Tareas:
A - Según el artículo sobre Jhumpa Lahiri, ¿con qué libro ganó la escritora el premio Pulitzer?
B - Por favor, prosigue el artículo sobre Jhumpa Lahiri a partir de su última frase.

Fragmento del texto:
____
La escritora estadounidense de origen indio publica su cuarto libro: La hondonada. Se trata de una aclamada novela sobre la familia y los laberintos de la identidad. Lahiri confirma su prestigio tras los relatos de Tierra desacostumbrada
La escritora Jhumpa Lahiri. /elpais.com |
A sus 46 años, con una sólida y aclamada obra literaria, Jhumpa Lahiri
(Londres, 1967) asegura no leer jamás lo que se escribe sobre ella,
limita sus apariciones en público e intenta viajar siempre con su
familia. La severa melancolía que desprende esta hermosa mujer de ojos
verdes solo se suaviza cuando habla de sus dos hijos o de Roma, la
ciudad donde ahora vive. Hija de universitarios de Calcuta, Lahiri llegó
a Estados Unidos cuando tenía dos años. Aunque las primeras palabras
que escuchó y las primeras que dijo fueron en bengalí, aprendió a leer
en inglés. Atrapada entre el deseo de no dar la espalda al mundo de sus
padres y el anhelo de sentirse una más en Estados Unidos, Lahiri creció
con la desazón de sentirse o una traidora o una intrusa. El desarraigo,
la búsqueda de identidad y la soledad son el trasfondo de su obra, que
ha convertido en best-seller las experiencias de la primera y segunda generación de bengalíes en EEUU. Con los relatos de su primer libro, Intérprete de emociones
(1999), obtuvo el premio Pulitzer, la más alta distinción americana a
una obra en inglés. Pero cuando nació su primer hijo, le habló en
bengalí. El cerebro de Lahiri podía ser estadounidense; su corazón era
indio. De la punzante conciencia de no pertenecer a ningún lugar
nacieron sus siguientes libros: El buen nombre (2003), Tierra desacostumbrada (2008) y su última novela, La hondonada (Salamandra).
____
Material proporcionado:

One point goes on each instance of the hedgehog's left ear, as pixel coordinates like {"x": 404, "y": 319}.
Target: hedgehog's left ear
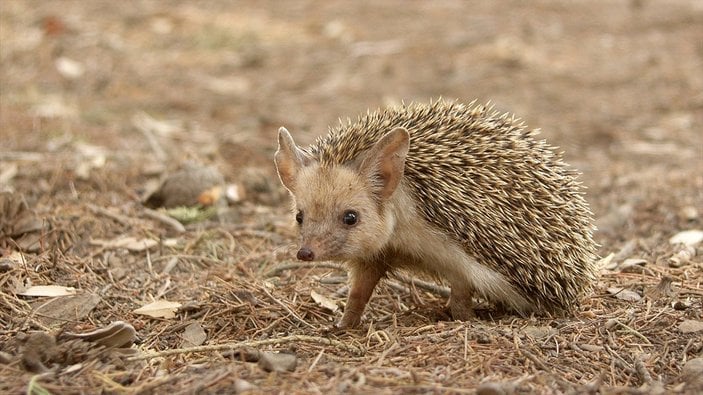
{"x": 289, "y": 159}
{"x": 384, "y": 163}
____
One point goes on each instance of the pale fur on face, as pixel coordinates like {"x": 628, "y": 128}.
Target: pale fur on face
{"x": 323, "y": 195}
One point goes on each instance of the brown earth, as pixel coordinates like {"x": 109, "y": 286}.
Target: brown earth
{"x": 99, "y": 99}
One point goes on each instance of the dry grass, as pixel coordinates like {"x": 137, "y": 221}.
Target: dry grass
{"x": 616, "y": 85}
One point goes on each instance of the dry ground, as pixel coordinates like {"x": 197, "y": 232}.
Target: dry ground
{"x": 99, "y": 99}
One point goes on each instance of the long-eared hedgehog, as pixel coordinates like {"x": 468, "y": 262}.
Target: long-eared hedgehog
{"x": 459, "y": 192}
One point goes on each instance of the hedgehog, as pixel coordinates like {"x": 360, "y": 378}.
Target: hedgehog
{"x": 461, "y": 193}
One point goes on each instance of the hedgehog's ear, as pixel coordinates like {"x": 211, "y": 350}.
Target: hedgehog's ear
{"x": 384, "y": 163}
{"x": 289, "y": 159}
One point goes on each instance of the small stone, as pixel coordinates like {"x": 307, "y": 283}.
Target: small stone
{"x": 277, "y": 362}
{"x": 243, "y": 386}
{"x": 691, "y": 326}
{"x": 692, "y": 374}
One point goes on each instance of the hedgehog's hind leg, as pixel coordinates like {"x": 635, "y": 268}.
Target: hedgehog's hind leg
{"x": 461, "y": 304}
____
Respuestas por tarea:
A - Con Intérprete de emociones (1999), su primer libro de relatos.

B -
Antes de viajar a Calcuta para presentar la edición en bengalí de La hondonada, Lahiri acudió al Festival del Libro de Jaipur. En el jardín del hotel, atenta a los juegos de sus hijos, habló de su novela, nominada al Man Booker y al National Book Award en Estados Unidos, de su relación con el inglés y también de su amor por Roma.
La hondonada se inicia en Calcuta en los años sesenta, cuando nace el movimiento clandestino naxalista, de inspiración maoísta. Narra la historia de dos hermanos inseparables hasta que la política irrumpe de forma dramática en sus vidas. ¿Cómo surgió la idea?
La semilla fue un suceso que ocurrió muy
cerca de la casa donde creció mi padre y donde yo pasé mucho tiempo
cuando era niña. Dos hermanos, estudiantes y militantes naxalitas,
fueron ejecutados por los paramilitares delante de sus padres. Con esa
imagen empecé a trabajar. Me interesaba además el movimiento naxalita,
del que apenas sabía nada. Por primera vez incorporé la realidad - el
lugar, la época y el suceso- a la ficción.
En La hondonada, la turbulenta realidad política se convierte en el trasfondo de una historia personal no menos turbulenta. La relación entre los dos hermanos, Subhash y Udayan, tiene ecos bíblicos, con esa mezcla de tragedia y amor que marcará sus vidas y las de sus hijos.
Decidí que muriera solo Udayan para ver cómo su ausencia afectaba a Subhash, cómo el destino de uno marcaba el del otro. Relaciones así aparecen en la Biblia, pero también en la mitología hindú, en la griega, en la romana: Cástor y Pólux, Rómulo y Remo… Las religiones y los mitos comparten historias parecidas. Primero pensé en los hermanos y luego surgió Gauri, la esposa que comparten.
La novela habla de la identidad y del coste que
supone independizarse de un país y de la familia, como les sucede a
Shubhash y también a Gauri. Todos mis personajes navegan en la tensión
entre pertenecer y no pertenecer. Eso conforma, diluye o complica la
propia identidad. Es un tema muy importante para mí. Mi deseo de
escribir nació del anhelo de poseer algo, de llamar mío algo. Crecí con
cierto sentimiento de vacío, quería pertenecer a algún lugar: al país
del que venían mis padres o a América. La lengua era lo único que podía
controlar.
¿Sentía nostalgia de India? Esa nostalgia que recorre La hondonada desde la cita inicial: “Déjame regresar a mi pueblo natal, sepultado en la hierba como en un mar caliente y denso”.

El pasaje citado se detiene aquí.